Extracted text>

++++

My Lai

Very good treatment here

Right seems to be right and wrong seems to be wrong to our clear eyes, but it’s not always that simple in hard conditions.

Some of the events described, outside the My Lai event, were deserving of severe punishment. Which just adds them to a few million other events by American and other Allied servicemen, mulitplied by a much greater number by Axis and Viet Cong and NVA and sundry others in various wars.

How many Viet Cong grunts let alone leaders were ever prosecuted for, or even disapproved of, by the Communist government after 1975 for going into a hamlet and cutting the **** off the headman’s son and stuffing it in his son’s mouth and then doing other vile things to the headman’s family to persuade the headman to persuade his village to support the Communists, which was part of a calculated program to convert them to the Viet Cong? As far as I’m aware, zero.

The world is full of injustice, and such things are just more examples of it.

Well its not injustice.

The ‘perpertrators’ of My Lai were subject to the laws of their military and their nation. They rightly were prosecuted under those standards.

Just because the enemy have a different set of moral codes, does not mean that the other side should ignore its own. Surely having a higher set of moral ethics allows one to maintain the moral high ground and thus allow you to, atleast in the publics view, fight a ‘just’ war against an unjust or immoral opponent?

You also have to look at the actions of some ARVN units too. They were as happy as the VC to inflict hardship upon their countrymen and committed many acts from corruption to murder. All sides, apart from the ‘Western’ sides seem to have regarded this simply as yet another means of controlling the population. Vietnam was a basket case… Cambodia was even worse. All you can do is try and keep up your own standards and not drop to the level of the enemy (or your allies on occasion).

Excellent post.
I saw what those bastards did 1st hand as a matter of policy.

We unfortunately, had a number of individuals who were unable to maintain standards.
Some were made to pay for their misconduct, many were not.

Aye… Thats for sure.

I think its amazing the US and Australian personnel behaved as well as they did when confronted we some of the things they saw… Children with pencils hammered into their heads in Hue City, villagers beheaded, prisoners mutilated… And also acts committed by those on your side as well.

Could not have been easy to remain aloof and not let it effect you. Though I dont believe either side was too keen on taking prisoners… Though captured VC certainly had an intel value for the US forces.

++++

Raw records>
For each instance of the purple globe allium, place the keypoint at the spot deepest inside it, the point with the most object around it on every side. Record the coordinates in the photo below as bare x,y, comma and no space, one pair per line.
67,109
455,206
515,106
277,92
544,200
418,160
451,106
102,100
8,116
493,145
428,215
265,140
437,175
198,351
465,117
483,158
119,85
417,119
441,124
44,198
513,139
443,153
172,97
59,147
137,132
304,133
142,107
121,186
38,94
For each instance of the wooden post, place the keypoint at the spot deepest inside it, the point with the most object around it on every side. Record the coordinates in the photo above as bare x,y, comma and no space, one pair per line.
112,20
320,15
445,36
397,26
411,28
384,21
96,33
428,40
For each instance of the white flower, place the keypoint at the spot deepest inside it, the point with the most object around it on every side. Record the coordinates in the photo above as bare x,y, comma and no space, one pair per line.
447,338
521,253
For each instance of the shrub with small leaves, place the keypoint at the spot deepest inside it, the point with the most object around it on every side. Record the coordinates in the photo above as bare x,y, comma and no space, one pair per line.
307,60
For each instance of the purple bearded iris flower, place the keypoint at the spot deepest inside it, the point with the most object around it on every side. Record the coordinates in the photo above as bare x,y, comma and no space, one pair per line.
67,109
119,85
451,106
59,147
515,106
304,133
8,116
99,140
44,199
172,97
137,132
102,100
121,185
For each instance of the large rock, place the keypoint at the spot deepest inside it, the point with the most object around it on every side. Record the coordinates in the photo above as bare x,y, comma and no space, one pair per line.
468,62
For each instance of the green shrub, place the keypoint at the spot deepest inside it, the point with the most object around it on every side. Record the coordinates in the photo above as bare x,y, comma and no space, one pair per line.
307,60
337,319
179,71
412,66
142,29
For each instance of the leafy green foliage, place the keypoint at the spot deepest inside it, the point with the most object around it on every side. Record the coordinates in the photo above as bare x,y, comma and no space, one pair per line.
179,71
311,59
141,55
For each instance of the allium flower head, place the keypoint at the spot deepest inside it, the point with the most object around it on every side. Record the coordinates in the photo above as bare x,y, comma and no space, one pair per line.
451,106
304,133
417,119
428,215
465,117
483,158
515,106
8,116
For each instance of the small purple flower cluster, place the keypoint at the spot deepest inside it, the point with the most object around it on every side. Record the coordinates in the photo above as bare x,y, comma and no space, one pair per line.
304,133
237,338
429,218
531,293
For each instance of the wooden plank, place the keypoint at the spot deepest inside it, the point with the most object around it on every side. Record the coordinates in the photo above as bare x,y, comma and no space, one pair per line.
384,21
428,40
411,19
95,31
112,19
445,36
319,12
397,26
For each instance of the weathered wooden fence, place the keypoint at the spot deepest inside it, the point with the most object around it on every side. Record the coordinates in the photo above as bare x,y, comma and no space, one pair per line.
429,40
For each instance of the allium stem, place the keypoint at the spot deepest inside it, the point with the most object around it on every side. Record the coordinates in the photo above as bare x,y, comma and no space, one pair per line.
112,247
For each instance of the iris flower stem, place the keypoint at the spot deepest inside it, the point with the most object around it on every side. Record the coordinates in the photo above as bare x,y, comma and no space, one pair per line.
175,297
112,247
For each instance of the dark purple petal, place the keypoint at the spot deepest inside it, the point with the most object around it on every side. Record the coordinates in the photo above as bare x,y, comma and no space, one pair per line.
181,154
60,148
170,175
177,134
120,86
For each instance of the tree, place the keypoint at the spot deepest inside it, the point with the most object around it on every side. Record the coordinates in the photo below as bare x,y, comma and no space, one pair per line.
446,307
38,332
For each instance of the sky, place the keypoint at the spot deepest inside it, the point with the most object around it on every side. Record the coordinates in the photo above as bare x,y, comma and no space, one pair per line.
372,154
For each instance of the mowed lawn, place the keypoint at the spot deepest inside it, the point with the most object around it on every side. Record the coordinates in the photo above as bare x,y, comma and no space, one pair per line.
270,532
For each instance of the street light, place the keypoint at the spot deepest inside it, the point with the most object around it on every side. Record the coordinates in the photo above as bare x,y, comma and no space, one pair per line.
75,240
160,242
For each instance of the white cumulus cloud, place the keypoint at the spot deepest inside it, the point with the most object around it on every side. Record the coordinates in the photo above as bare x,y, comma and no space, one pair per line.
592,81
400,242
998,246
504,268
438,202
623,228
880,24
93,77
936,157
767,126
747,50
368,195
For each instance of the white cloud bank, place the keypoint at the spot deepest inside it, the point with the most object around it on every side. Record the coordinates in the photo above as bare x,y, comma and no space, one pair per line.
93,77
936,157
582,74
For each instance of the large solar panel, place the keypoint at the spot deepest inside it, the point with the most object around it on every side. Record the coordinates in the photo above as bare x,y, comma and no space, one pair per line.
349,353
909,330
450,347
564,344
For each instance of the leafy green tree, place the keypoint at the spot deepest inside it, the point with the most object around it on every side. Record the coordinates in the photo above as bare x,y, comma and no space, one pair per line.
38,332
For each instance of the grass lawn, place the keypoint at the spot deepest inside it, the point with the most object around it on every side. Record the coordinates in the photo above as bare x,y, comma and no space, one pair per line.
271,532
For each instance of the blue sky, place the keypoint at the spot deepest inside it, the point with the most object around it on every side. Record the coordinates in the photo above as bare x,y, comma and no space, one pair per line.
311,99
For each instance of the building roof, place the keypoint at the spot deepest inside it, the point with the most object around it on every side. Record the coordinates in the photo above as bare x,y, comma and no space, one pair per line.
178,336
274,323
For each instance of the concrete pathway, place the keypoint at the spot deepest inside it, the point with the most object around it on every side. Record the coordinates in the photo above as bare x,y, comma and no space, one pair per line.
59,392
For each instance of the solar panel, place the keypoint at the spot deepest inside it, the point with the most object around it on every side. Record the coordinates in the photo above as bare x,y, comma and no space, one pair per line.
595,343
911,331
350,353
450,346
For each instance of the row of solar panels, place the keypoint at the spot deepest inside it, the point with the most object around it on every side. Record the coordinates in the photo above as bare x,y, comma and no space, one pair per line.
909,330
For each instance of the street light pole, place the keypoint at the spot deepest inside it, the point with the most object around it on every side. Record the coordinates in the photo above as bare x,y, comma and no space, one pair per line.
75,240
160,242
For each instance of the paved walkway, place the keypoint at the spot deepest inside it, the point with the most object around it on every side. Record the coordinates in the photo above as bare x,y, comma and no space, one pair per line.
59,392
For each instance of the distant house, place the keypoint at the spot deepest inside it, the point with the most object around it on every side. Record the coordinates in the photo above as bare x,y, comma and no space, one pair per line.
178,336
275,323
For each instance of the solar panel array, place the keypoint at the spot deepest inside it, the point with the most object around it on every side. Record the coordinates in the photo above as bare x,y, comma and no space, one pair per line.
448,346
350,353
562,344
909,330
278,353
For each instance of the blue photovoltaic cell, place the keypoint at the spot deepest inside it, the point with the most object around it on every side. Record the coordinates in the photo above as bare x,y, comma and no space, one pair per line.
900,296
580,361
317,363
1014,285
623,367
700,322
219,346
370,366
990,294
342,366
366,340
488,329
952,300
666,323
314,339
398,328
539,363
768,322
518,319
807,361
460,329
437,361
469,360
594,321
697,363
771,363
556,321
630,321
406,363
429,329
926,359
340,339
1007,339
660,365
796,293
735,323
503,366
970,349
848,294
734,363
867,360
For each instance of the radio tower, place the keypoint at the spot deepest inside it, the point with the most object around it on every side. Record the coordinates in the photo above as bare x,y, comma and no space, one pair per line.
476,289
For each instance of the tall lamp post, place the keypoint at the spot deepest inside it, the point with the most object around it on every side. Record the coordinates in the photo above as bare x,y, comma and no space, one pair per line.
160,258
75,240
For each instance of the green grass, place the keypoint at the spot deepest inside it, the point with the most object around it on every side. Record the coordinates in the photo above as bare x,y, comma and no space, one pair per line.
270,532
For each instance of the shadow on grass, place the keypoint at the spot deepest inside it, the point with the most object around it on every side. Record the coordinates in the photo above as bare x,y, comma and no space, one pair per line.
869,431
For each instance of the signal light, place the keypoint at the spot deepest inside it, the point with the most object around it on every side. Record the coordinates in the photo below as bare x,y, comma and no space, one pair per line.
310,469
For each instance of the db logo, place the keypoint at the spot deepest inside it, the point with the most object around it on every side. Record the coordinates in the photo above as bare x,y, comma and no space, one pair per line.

++++

Objectives>
a: In the My Lai discussion, which city is named as the place where children had pencils hammered into their heads?
b: Summarize the My Lai discussion in two sentences.
c: Carry on the My Lai discussion after its final post.

Results by task>
a: Hue City.

b: The My Lai discussion opens with the view that right and wrong are not always simple in hard conditions and that Viet Cong atrocities went unpunished, while a reply argues that the My Lai perpetrators were rightly prosecuted under the laws of their own military and nation. Later posts note that some ARVN units also committed abuses, that some individuals on the writers' own side failed to maintain standards, and that it is amazing US and Australian personnel behaved as well as they did given what they saw.

c:
I know one US Hog pilot who fired on ARVN troops who were raiding a village and attacking the residents… He did four combat tours in Nam. Three in Higs and one in medvacs… Despite everything people saw, many seem to have really believed their actions could make a difference to that country. While the popular image is of the war as a folly, and Im not sure I agree with that, many service men and women felt a real desire to return and help South Vietnam. Funnily enough I have heard the same sort of comments and almost affection from those with multiple tours of Afghanistan. They believe what they are doing is right and will have a direct benefit on the lives of the normal person. They also seem to have developed a fondness for the people.

Two seriously messed up wars… But with good people caught in the mess.

I was using injustice in the sense of Calley & Co being prosecuted when almost all of the rest on all sides such as the VC I mentioned in my first post and some equally bad cases who managed to fly under the hypersensitive Western outrage radar such as the South Koreans on the Allied side committed many offences against civilians and enemy, but weren’t prosecuted. Or their crimes even given any publicity, unlike the justifiable torrent of publicity on My Lai.

The same thing happens to some degree in civilian life, but that is more due to a failure by police to be able identify offenders than an acceptance or concealment of offences by the officials who should be dealing with offences and offenders.

I’ve long had the unpopular and politically incorrect view that journalists’, politicians’, and politically correct opinions are, unconsciously, often exactly the opposite of the noble standards they espouse.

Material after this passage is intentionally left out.